TEXT SHOWN:

• • •

At any orthopaedic surgery centre, at least 10 per cent to 15 per cent patients need bone grafts. In most cases, doctors use allografts, or bones from some other part of the patient’s own body. It causes a lot of discomfort to the patient, slows down recovery and increases the chance of infection. Besides, it escalates the cost of the treatment as doctors have to perform two major surgeries on the patient. A bone graft from a donor does not cause any of these complications.
Also, a five-inch metallic prosthesis may cost about Rs 5 lakh, while a bone graft costs next to nothing. The cost of maintaining a bone bank is about Rs 4 lakh a year, which is nothing compared with the cost of implants that a hospital uses. Rajasekaran says that he requires 5,000 to 6,000 bone grafts a year. And, so, a bone bank helps a great deal. He cites an example of one of his young patients, Madheswaran, who lost 15cm of thigh bone in a road accident. Conventional treatment was not only expensive, but would have cost him two years in recovery. “We used frozen distal femoral allograft to bridge the gap and a plate to support it,” he says. “Madheswaran started walking independently after five months.”
Doctors who have used bones, cartilage, tendons and meniscus say that the results they get with donor tissue are much better. “A patient faces no restrictions in movement. One can bend, squat, run and do whatever one likes even after a major orthopaedic surgery,” says Malhotra. “But, many more bones banks are needed to make this possible.”
LIVING THROUGH OTHERS
Pawan Kumar was 19 when his bike rammed into an oncoming car. After 13 days at AIIMS, doctors declared him brain dead. When his uncle Sunder Kumar went to see him in the ICU, a nurse told him that the chances of his survival were nil and asked if they would consider donating his organs to save other lives.
Her words struck Kumar. “Just a few days ago, during a conversation, Pawan mentioned that he would like to donate his organs if it would save someone’s life. I convinced my brother and father for organ donation and asked the hospital to go ahead with it,” says Sunder.

• • •

TASKS:
• a. Reproduce the passage on bone banks and organ donation, starting with "LIVING THROUGH OTHERS" and going on through "save other lives.".
• b. Write what comes next in the passage on bone banks and organ donation, picking up after its final sentence.

• • •

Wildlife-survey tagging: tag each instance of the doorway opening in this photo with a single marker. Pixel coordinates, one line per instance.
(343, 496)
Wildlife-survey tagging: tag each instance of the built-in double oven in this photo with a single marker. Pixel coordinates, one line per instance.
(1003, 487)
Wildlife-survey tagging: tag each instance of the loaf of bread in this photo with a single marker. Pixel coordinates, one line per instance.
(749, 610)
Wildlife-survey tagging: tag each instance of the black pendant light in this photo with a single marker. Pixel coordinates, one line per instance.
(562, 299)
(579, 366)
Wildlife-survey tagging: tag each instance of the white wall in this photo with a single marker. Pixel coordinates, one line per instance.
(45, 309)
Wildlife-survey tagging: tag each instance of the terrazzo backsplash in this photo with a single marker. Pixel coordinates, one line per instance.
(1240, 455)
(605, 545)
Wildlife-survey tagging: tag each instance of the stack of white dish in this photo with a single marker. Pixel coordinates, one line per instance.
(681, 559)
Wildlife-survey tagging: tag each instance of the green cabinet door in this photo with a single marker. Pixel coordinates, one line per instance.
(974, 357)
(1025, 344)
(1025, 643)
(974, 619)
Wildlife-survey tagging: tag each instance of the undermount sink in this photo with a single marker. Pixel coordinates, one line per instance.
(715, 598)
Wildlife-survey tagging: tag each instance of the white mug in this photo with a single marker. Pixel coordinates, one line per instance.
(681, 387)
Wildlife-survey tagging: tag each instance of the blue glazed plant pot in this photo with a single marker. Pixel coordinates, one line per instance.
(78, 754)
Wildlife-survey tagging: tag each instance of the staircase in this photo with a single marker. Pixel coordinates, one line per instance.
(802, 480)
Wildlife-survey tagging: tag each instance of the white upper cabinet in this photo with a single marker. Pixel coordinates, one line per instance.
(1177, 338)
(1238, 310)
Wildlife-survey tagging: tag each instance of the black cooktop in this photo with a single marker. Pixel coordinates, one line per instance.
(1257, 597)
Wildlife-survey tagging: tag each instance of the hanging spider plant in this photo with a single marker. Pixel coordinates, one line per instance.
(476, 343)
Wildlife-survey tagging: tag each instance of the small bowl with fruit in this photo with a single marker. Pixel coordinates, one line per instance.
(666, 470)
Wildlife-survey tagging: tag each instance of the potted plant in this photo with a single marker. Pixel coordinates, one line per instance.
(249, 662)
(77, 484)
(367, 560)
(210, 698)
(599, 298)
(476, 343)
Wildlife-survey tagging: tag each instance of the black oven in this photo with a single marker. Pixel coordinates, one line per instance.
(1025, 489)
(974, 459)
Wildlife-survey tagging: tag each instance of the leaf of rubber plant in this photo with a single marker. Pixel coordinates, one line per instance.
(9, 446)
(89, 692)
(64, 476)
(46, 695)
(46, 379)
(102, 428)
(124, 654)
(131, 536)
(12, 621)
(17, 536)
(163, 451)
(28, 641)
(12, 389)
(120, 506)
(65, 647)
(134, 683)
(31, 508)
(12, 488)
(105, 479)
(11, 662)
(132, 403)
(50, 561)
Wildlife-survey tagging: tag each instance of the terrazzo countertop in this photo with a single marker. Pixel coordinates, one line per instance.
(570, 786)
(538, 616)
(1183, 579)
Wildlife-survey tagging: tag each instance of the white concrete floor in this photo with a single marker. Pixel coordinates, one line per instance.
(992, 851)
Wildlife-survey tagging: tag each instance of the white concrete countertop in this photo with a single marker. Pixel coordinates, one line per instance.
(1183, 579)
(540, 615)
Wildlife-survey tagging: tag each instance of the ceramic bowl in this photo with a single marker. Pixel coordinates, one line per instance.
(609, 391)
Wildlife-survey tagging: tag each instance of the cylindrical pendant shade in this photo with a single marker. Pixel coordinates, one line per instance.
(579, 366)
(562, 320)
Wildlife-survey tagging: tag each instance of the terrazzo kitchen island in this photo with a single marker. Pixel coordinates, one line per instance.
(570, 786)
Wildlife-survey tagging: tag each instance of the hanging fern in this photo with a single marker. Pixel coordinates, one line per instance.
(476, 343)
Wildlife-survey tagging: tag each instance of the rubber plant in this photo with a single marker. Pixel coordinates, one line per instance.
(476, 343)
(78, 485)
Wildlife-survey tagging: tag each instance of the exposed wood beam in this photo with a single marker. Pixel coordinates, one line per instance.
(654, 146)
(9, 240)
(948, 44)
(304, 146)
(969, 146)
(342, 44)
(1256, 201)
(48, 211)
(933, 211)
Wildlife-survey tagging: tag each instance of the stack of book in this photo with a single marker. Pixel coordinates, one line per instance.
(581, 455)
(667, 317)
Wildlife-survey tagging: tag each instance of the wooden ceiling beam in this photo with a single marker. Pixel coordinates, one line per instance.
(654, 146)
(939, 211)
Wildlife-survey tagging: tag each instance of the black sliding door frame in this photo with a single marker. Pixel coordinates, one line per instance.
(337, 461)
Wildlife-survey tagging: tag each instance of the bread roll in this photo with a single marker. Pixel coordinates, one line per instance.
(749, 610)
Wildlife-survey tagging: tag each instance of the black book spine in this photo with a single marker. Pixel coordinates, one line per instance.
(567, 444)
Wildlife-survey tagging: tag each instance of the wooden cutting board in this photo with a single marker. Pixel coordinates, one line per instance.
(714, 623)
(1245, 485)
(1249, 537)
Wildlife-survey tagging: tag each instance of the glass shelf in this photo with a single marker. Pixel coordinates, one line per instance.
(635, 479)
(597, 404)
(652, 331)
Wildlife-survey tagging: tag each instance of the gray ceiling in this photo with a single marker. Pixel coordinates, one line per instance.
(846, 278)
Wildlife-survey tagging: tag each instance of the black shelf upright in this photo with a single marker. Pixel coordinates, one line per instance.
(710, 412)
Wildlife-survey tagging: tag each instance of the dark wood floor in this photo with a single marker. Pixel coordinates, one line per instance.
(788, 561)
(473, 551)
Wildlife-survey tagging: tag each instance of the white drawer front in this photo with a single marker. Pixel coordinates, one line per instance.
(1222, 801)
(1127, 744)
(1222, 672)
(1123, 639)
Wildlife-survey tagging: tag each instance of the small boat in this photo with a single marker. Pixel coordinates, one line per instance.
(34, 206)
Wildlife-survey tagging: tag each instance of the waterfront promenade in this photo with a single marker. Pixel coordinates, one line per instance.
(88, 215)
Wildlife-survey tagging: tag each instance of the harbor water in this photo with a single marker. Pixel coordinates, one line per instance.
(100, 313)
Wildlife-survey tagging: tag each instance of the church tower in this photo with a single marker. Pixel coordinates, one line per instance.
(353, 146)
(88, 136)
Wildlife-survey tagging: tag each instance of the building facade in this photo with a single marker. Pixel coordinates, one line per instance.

• • •

RESULTS FOR THE EXERCISE:
• a.
LIVING THROUGH OTHERS
Pawan Kumar was 19 when his bike rammed into an oncoming car. After 13 days at AIIMS, doctors declared him brain dead. When his uncle Sunder Kumar went to see him in the ICU, a nurse told him that the chances of his survival were nil and asked if they would consider donating his organs to save other lives.

• b.
The following day, his family read in the newspaper that his liver was transplanted into a 31-year-old woman and two people in their 40s had received his kidneys. His corneas and bones are with the bank. “It has been seven months now but we feel that he is alive somewhere. I look for his eyes in every person I meet these days. Maybe I will get to see him one day,” says Sunder.
NEW LEASE ON LIFE
Swati Pawar, 36, is the first patient on whom bone grafting was done in India. The surgery lasted 36 hours.
In 2000, Swati was diagnosed with cancer of the bone and the tumour was removed after she completed two cycles of chemotherapy. But she had to wait for two years before she got the required bone graft from a donor.
Swati, a mother of two now, has forgotten about the cancer and the bone implant is no longer a stranger to her body. “I can do everything that other people do,” says Swati, bending her left knee.
HARVESTING THE BONE
* The bone is taken from the donor—living, brain-dead or dead.
* The bones are washed with absolute alcohol, processed and tested for diseases including HIV and hepatitis.
THERE ARE TWO WAYS TO PRESERVE BONES
* There are fresh frozen bones, which are washed, tested and refrigerated at minus 80 degrees Celsius. These bones are stronger and last a lifetime.
* Another method is to freeze-dry bones. In this method, bones are sterilised using gamma radiation. When subjected to radiations (25 gray of gamma radiation), the bone loses its actual strength and becomes brittle.